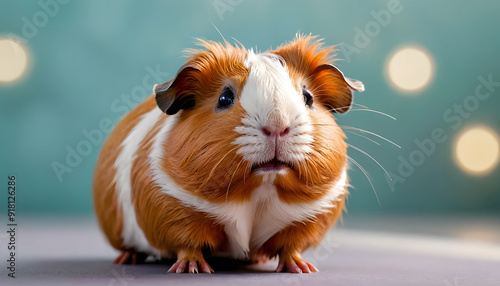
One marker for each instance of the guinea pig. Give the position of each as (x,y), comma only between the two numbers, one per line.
(238,155)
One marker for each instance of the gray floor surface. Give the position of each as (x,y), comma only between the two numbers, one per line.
(364,251)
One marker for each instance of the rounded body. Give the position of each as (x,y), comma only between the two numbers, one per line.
(238,155)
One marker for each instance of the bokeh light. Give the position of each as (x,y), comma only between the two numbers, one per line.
(13,60)
(410,69)
(477,150)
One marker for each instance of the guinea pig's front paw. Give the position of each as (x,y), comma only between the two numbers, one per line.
(193,262)
(295,264)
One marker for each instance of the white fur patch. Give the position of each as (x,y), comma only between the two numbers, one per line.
(271,100)
(132,234)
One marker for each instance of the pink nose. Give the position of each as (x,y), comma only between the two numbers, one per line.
(274,131)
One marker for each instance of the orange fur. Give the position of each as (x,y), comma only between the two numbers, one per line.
(199,157)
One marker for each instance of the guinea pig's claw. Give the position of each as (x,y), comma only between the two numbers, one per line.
(128,257)
(180,267)
(296,265)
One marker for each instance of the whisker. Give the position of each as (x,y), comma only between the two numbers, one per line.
(358,149)
(369,132)
(366,175)
(363,137)
(374,111)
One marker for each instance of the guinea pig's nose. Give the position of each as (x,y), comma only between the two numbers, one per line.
(274,131)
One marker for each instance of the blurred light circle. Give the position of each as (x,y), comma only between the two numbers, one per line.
(410,69)
(13,60)
(477,150)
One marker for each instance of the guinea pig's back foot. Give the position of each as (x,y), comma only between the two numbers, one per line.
(295,264)
(192,261)
(130,257)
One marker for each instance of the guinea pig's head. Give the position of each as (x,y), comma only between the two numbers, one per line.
(244,119)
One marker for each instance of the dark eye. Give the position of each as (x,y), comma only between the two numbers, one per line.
(226,99)
(308,98)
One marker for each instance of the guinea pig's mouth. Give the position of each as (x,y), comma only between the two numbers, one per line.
(271,166)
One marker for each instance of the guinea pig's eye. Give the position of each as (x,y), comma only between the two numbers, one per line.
(308,97)
(226,99)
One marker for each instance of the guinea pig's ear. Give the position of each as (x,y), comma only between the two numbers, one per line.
(339,94)
(173,95)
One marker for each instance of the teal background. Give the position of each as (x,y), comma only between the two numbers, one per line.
(91,53)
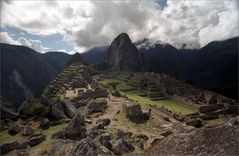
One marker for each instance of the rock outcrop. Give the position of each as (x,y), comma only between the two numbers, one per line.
(133,111)
(75,129)
(123,55)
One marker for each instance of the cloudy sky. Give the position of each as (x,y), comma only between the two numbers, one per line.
(71,26)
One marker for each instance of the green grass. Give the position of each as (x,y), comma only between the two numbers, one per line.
(135,95)
(45,145)
(146,127)
(6,137)
(216,122)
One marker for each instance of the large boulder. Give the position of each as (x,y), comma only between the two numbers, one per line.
(75,129)
(59,134)
(44,123)
(133,110)
(202,98)
(212,100)
(70,109)
(27,131)
(121,146)
(96,105)
(104,122)
(85,147)
(57,112)
(36,140)
(104,139)
(124,134)
(8,147)
(7,114)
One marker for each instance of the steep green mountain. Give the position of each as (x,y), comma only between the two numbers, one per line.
(25,72)
(95,55)
(213,67)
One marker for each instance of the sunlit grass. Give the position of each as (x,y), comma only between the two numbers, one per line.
(135,95)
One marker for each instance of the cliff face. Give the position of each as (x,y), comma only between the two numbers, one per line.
(123,55)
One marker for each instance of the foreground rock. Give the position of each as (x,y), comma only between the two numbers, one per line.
(44,123)
(121,146)
(84,147)
(36,140)
(221,140)
(70,109)
(27,131)
(15,130)
(75,129)
(10,146)
(96,105)
(57,112)
(133,111)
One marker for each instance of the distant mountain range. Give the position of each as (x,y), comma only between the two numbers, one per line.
(25,72)
(213,67)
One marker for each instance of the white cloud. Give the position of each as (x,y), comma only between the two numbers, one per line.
(86,24)
(34,44)
(5,38)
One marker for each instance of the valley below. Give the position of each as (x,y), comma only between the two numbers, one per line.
(118,106)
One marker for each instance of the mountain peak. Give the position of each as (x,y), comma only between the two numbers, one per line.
(76,59)
(123,54)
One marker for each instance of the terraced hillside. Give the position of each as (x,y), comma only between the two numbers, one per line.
(135,88)
(183,101)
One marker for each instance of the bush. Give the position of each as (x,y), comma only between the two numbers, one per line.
(38,109)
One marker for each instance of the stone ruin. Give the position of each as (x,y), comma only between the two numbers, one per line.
(134,112)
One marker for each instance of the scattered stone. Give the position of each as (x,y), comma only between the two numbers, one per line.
(85,147)
(166,133)
(27,131)
(202,98)
(22,152)
(36,140)
(234,121)
(59,134)
(44,123)
(104,139)
(56,112)
(88,121)
(133,110)
(79,104)
(22,144)
(7,114)
(96,105)
(75,129)
(212,100)
(121,147)
(205,109)
(142,136)
(123,134)
(194,122)
(104,122)
(15,130)
(69,108)
(166,118)
(154,141)
(8,147)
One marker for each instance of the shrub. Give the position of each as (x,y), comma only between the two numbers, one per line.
(38,109)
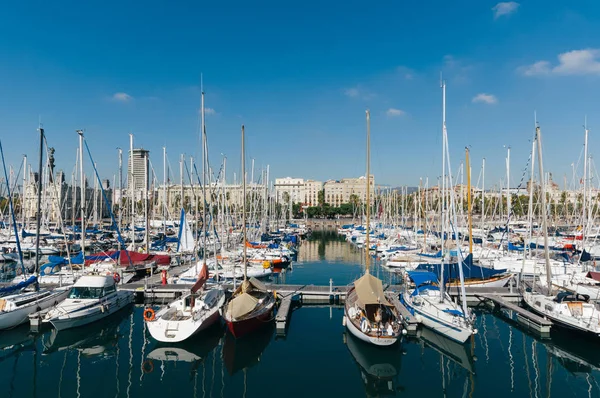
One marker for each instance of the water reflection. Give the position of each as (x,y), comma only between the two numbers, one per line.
(379,366)
(453,351)
(93,340)
(243,353)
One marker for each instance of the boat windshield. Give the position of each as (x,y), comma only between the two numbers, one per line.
(86,292)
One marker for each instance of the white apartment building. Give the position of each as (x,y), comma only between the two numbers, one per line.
(299,190)
(338,192)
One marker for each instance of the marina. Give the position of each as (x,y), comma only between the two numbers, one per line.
(214,364)
(299,200)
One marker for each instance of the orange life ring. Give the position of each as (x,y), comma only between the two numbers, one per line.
(149,315)
(148,366)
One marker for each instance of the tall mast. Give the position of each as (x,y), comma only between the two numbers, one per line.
(585,173)
(244,203)
(368,201)
(469,204)
(508,204)
(443,192)
(146,227)
(39,202)
(544,215)
(25,174)
(483,197)
(132,191)
(164,191)
(82,193)
(204,166)
(120,189)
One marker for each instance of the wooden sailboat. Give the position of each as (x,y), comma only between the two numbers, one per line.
(566,309)
(368,312)
(251,305)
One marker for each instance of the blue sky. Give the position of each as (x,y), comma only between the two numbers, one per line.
(300,76)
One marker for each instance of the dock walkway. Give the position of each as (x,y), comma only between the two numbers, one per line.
(531,320)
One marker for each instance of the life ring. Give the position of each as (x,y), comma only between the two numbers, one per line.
(149,315)
(364,325)
(148,366)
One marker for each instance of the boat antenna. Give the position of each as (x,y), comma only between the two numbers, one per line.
(244,204)
(368,201)
(39,202)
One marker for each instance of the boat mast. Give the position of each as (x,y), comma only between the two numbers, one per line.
(164,192)
(82,193)
(469,204)
(39,202)
(585,172)
(538,134)
(132,192)
(483,200)
(243,205)
(368,201)
(204,161)
(443,192)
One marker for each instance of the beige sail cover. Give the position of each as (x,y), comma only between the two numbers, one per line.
(369,290)
(241,305)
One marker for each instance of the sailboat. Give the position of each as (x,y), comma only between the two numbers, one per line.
(188,315)
(251,305)
(368,312)
(429,301)
(566,309)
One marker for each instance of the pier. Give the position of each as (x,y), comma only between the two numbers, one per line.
(532,321)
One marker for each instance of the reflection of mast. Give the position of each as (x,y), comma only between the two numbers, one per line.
(130,354)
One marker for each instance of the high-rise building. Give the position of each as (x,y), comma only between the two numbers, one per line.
(138,175)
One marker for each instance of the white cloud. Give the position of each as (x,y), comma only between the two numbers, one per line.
(485,98)
(505,8)
(122,97)
(352,92)
(393,112)
(405,72)
(359,92)
(575,62)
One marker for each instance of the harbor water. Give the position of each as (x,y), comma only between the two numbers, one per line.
(316,358)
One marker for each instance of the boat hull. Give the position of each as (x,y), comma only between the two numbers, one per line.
(246,326)
(175,331)
(442,326)
(19,316)
(356,332)
(121,300)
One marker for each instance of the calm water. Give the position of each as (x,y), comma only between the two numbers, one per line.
(117,358)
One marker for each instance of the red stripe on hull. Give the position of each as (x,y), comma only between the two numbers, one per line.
(246,326)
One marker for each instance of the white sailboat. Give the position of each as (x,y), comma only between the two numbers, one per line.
(188,315)
(368,313)
(92,298)
(566,309)
(429,301)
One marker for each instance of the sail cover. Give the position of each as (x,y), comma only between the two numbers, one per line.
(242,305)
(186,239)
(370,290)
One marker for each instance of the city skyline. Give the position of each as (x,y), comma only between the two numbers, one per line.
(300,80)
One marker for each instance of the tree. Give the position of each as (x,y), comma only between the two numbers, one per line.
(321,197)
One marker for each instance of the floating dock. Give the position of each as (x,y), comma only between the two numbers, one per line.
(532,321)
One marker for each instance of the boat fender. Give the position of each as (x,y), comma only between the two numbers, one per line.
(148,366)
(364,325)
(149,315)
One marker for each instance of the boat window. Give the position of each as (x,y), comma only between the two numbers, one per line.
(84,292)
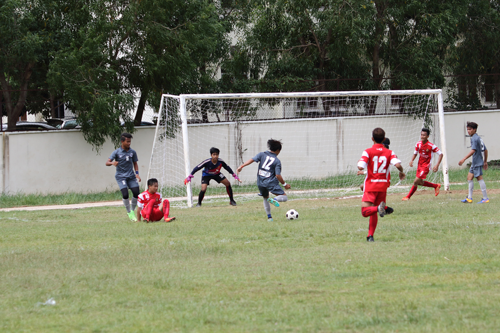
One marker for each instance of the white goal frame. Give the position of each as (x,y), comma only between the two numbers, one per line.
(184,118)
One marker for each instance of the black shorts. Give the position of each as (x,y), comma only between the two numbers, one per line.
(218,178)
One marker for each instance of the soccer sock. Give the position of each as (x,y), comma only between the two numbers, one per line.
(429,184)
(471,188)
(126,202)
(373,224)
(369,211)
(281,198)
(200,196)
(482,184)
(412,190)
(229,191)
(267,207)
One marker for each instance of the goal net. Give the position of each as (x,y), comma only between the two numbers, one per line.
(323,136)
———
#### GOAL
Starting at the line containing "One marker for each instance of the boat fender.", write out each line through the last one in the listing above, inclusive, and nothing else. Pictures are excluded from the copy.

#### SOLUTION BELOW
One marker for each instance of the boat fender. Give the position of each as (x,y), comma only between the two numbers, one per line.
(148,366)
(364,325)
(149,315)
One marker for each instance of the boat window. Give the position of each as (x,y), comma only between the two numbers, one per line.
(84,292)
One marker for each instance of the white goal frame. Give the position of each as (x,y), comma only between the two numbers, one per line.
(184,118)
One marker for each instance of the black shorts. Give the position of each as (x,y), comma only between the two numbers, one per line.
(218,178)
One marker for each instance of the soccer sock. Give the position of each as (x,y), comma only between the two numbers, one per line.
(429,184)
(471,188)
(126,202)
(373,224)
(369,211)
(281,198)
(200,196)
(482,184)
(412,190)
(229,191)
(267,207)
One marker for each instance of the goal net. Give the position of each as (x,y), comma only between the two numbers, one per line.
(323,136)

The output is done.